Segment Start: Input material
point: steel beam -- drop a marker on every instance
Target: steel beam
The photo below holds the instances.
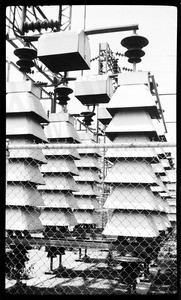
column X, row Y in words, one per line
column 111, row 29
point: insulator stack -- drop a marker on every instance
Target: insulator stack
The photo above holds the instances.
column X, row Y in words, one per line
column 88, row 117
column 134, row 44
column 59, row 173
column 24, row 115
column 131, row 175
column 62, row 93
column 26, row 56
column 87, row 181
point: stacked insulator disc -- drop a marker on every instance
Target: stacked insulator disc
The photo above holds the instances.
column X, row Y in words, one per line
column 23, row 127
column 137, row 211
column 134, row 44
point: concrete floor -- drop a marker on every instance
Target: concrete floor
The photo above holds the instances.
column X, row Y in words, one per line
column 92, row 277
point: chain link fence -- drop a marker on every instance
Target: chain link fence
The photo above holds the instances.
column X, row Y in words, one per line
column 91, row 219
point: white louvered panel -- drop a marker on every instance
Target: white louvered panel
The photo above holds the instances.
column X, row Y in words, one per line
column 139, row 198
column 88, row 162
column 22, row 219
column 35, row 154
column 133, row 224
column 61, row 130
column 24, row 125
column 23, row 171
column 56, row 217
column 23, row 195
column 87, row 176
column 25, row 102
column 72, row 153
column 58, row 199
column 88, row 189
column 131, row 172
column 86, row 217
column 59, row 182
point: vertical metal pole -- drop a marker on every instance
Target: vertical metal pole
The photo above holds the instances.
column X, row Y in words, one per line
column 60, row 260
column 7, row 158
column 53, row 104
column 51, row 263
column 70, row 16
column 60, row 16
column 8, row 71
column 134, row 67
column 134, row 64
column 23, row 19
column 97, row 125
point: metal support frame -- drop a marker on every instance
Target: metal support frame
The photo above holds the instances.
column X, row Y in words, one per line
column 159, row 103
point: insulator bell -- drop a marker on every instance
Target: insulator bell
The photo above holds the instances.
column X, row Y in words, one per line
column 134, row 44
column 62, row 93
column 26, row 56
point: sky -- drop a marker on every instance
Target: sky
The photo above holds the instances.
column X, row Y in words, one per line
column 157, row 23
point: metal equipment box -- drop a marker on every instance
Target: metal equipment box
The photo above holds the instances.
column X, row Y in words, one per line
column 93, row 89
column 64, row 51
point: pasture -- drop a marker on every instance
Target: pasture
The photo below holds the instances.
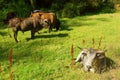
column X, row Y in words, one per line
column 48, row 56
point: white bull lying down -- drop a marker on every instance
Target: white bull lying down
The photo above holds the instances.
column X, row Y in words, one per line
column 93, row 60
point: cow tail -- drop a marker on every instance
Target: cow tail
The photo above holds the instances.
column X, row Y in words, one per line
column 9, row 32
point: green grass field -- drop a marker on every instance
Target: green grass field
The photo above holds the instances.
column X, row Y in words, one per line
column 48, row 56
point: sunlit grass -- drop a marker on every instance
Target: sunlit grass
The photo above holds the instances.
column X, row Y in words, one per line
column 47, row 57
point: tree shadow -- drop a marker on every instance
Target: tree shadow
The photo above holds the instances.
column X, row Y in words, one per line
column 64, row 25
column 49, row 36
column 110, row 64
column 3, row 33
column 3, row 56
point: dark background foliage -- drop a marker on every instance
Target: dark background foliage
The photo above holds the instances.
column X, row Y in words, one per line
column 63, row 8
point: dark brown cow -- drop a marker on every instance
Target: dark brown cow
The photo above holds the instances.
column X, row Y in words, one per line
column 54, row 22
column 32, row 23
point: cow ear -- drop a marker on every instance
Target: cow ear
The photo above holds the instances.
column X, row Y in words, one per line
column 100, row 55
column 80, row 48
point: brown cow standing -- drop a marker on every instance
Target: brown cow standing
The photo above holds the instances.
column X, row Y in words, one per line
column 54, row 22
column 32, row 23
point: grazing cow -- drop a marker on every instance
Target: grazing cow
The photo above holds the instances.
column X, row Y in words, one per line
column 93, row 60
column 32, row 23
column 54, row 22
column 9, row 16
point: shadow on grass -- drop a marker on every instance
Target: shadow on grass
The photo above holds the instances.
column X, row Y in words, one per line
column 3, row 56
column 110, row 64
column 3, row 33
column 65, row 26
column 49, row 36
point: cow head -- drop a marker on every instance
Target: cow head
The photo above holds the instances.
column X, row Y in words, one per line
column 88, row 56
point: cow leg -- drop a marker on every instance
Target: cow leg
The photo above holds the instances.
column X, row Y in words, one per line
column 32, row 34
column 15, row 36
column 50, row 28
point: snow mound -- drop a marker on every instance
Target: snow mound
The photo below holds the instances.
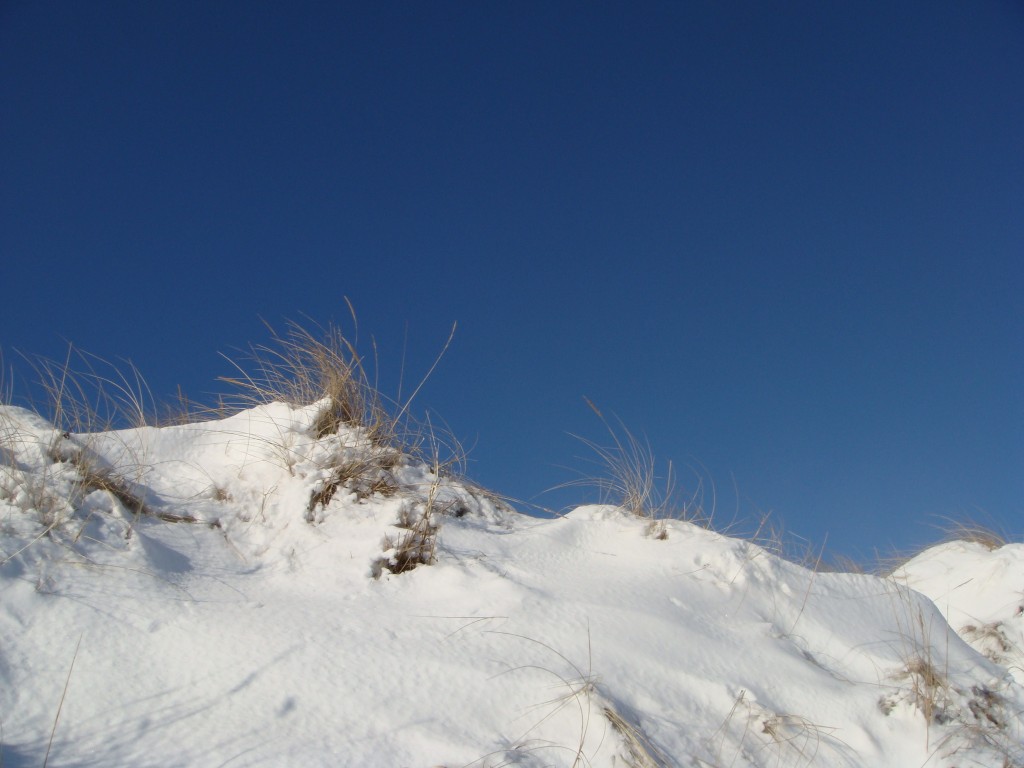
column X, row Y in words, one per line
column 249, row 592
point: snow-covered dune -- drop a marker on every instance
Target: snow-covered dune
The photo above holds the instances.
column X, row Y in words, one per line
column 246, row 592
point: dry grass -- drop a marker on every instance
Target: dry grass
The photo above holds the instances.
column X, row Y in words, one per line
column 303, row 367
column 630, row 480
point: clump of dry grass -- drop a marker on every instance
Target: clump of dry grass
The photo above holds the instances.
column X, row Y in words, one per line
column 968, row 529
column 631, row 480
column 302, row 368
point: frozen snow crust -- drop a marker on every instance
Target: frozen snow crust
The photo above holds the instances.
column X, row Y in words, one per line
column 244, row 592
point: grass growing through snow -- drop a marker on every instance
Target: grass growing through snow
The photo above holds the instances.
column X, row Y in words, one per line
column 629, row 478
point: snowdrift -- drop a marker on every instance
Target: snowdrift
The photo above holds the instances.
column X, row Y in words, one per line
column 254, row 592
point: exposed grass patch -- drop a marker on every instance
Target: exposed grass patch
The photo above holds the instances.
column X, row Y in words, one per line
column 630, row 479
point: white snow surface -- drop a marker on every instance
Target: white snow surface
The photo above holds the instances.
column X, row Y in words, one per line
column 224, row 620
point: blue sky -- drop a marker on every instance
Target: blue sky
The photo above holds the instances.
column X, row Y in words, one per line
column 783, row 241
Segment End: Input material
• _Directions for this task_:
Please report how many lines in the records above contain the word "disc", and give nothing but the number.

• _Response_:
2